■ Given instruction
Exclude the pictures, then repeat the remaining data exactly.

Begin

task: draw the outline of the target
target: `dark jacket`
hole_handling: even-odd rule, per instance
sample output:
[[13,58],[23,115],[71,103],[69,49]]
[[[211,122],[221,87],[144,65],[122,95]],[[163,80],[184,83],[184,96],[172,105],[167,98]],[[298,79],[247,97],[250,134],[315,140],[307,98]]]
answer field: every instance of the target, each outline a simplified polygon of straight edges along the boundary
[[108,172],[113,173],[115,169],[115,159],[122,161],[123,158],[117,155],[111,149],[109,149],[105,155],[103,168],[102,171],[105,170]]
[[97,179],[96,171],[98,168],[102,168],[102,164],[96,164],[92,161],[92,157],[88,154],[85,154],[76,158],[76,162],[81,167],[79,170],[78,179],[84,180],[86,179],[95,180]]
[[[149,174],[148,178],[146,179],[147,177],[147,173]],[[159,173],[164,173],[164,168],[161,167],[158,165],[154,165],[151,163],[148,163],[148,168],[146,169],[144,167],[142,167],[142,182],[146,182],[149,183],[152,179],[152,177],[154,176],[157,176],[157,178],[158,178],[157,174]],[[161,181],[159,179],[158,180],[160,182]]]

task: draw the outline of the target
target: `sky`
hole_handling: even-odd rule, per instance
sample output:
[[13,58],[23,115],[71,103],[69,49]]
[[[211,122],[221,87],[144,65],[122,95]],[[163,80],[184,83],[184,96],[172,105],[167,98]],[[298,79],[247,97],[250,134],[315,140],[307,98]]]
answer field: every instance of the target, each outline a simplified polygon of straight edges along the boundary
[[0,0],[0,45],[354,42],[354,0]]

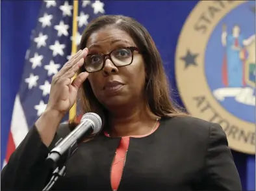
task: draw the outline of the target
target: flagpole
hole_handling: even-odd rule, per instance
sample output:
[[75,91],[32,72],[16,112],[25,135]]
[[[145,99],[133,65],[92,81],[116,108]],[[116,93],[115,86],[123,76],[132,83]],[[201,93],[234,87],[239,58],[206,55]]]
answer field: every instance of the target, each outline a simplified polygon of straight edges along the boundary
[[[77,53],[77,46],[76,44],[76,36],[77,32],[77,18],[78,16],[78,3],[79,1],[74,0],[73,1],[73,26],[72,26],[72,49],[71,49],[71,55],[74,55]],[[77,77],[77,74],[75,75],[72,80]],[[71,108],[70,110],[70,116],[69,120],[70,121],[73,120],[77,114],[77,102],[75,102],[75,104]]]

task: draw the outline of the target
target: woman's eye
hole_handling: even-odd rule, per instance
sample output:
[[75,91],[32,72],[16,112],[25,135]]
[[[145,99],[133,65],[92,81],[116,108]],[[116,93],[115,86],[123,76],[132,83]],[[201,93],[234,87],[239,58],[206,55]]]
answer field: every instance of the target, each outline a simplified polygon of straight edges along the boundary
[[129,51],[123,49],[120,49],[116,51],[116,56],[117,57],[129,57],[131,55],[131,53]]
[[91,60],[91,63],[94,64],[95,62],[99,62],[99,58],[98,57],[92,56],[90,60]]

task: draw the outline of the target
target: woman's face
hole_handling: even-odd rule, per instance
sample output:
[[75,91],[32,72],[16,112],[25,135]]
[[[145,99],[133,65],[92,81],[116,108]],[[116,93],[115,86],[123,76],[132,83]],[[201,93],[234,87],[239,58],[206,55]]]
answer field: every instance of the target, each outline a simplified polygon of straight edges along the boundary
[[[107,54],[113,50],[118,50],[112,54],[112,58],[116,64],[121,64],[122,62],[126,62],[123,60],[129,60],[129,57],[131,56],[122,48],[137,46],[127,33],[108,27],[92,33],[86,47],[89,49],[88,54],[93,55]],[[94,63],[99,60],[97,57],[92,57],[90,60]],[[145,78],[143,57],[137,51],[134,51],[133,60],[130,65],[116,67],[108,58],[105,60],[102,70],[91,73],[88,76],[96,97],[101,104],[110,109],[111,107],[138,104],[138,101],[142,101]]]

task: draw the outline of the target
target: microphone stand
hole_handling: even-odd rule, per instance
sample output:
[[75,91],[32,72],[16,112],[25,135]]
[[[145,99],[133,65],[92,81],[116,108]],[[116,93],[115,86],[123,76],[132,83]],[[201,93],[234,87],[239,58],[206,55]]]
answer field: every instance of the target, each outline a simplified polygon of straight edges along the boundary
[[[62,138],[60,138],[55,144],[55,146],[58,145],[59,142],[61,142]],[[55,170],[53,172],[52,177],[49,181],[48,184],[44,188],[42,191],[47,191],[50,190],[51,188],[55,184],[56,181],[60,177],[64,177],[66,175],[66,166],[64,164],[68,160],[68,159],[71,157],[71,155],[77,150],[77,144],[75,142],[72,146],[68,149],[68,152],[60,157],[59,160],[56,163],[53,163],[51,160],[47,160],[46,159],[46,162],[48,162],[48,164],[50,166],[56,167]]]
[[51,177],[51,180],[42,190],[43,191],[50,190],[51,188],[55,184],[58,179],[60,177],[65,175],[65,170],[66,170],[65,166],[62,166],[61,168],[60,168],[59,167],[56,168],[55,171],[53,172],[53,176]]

End

■ Solution for this exercise
task: draw the outline of the target
target: `dark jacket`
hole_handling: even-odd rule, per instance
sample output:
[[13,58],[23,115],[71,103],[69,49]]
[[[211,122],[221,87],[144,65],[122,95]],[[163,80],[184,83],[184,96],[172,105],[167,98]],[[298,79],[247,97],[250,134],[315,140],[307,98]]]
answer field: every instance of the target, each outline a simplified polygon of straight edges along the boundary
[[108,172],[113,173],[115,169],[115,159],[122,161],[123,158],[117,155],[111,149],[109,149],[105,155],[103,168],[102,171],[105,170]]
[[97,179],[96,171],[98,168],[102,168],[102,164],[96,164],[92,161],[92,157],[88,154],[85,154],[76,158],[76,162],[81,167],[79,170],[78,179],[84,180],[86,179],[95,180]]
[[[149,174],[148,178],[146,179],[147,177],[147,173]],[[159,173],[164,173],[164,168],[161,167],[158,165],[154,165],[151,163],[148,163],[148,168],[146,169],[144,167],[142,167],[142,182],[146,182],[149,183],[152,179],[152,177],[154,176],[157,176],[157,178],[158,178],[157,174]],[[161,181],[159,179],[158,180],[160,182]]]

task: draw the outline of the target
target: `sky`
hole_handling: even-odd rule, per instance
sample output:
[[13,58],[23,115],[71,103],[69,49]]
[[[211,122],[221,87],[144,65],[122,95]],[[163,80],[184,83],[184,96],[172,105],[167,98]],[[298,79],[247,97],[250,134],[315,140],[307,98]]]
answer field: every instance of the target, each outline a simplified polygon of straight edges along the boundary
[[0,0],[0,45],[354,42],[354,0]]

task: draw the outline of the target
target: flagpole
hole_handling: even-odd rule, per instance
sample output:
[[75,91],[32,72],[16,112],[25,135]]
[[[145,99],[133,65],[92,81],[116,108]],[[116,93],[115,86],[123,76],[132,83]],[[201,93],[234,87],[239,58],[206,55]]]
answer field: every instance of the target, each outline a simplified polygon of straight edges along the boundary
[[[77,53],[77,46],[76,44],[76,36],[77,32],[77,18],[78,16],[78,3],[79,1],[74,0],[73,1],[73,26],[72,26],[72,49],[71,49],[71,55],[74,55]],[[77,77],[77,74],[75,75],[72,80]],[[71,108],[70,110],[70,116],[69,120],[70,121],[73,120],[77,114],[77,102],[75,102],[75,104]]]

task: draw the outline of the target
target: woman's eye
hole_handling: even-odd rule, per instance
sample output:
[[75,91],[32,72],[16,112],[25,135]]
[[[145,99],[133,65],[92,81],[116,108]],[[116,93],[115,86],[123,76],[132,83]],[[201,93],[234,87],[239,58],[206,55]]]
answer field: every instance of the target, each outline a simplified polygon of straight edges along the boundary
[[129,51],[123,49],[120,49],[116,51],[116,56],[117,57],[129,57],[131,55],[131,53]]
[[91,60],[91,63],[94,64],[95,62],[99,62],[99,58],[98,57],[92,56],[90,60]]

task: draw the outline of the target
target: woman's face
hole_handling: even-odd rule, per instance
sample output:
[[75,91],[32,72],[16,112],[25,135]]
[[[145,99],[133,65],[92,81],[116,108]],[[116,93],[115,86],[123,76],[132,83]],[[201,93],[234,87],[239,58],[206,55]]]
answer field: every instance of the target, each outline a simplified polygon of straight edges along the boundary
[[[107,54],[113,50],[118,50],[112,54],[112,58],[116,64],[121,64],[122,62],[126,62],[123,60],[129,60],[129,57],[131,56],[122,48],[137,46],[127,33],[108,27],[92,33],[86,47],[89,49],[88,54],[93,55]],[[94,63],[99,60],[97,57],[92,57],[90,60]],[[145,78],[143,57],[137,51],[134,51],[133,60],[130,65],[116,67],[108,58],[105,60],[102,70],[91,73],[88,76],[96,97],[101,104],[110,109],[111,107],[138,104],[138,101],[142,101]]]

task: draw the outline of the target
target: microphone stand
hole_handling: even-odd rule, per instance
sample output:
[[75,91],[32,72],[16,112],[25,135]]
[[[145,99],[133,65],[92,81],[116,108]],[[116,93],[115,86],[123,76],[132,83]],[[201,93],[234,87],[239,58],[206,55]]]
answer field: every instance of the target, each outline a simplified polygon of straight edges along the boundary
[[[62,138],[60,138],[55,144],[55,146],[58,145],[59,142],[61,142]],[[55,170],[53,172],[52,177],[49,181],[48,184],[44,188],[42,191],[47,191],[50,190],[51,188],[55,184],[56,181],[60,177],[64,177],[66,175],[66,166],[64,164],[68,160],[68,159],[71,157],[71,155],[77,150],[77,144],[75,142],[72,146],[68,149],[68,152],[60,157],[59,160],[56,163],[53,163],[51,160],[47,160],[46,159],[46,162],[48,162],[48,164],[50,166],[56,167]]]
[[51,177],[51,180],[42,190],[43,191],[50,190],[51,188],[55,184],[58,179],[60,177],[65,175],[65,170],[66,170],[65,166],[62,166],[61,168],[60,168],[59,167],[56,168],[55,171],[53,172],[53,176]]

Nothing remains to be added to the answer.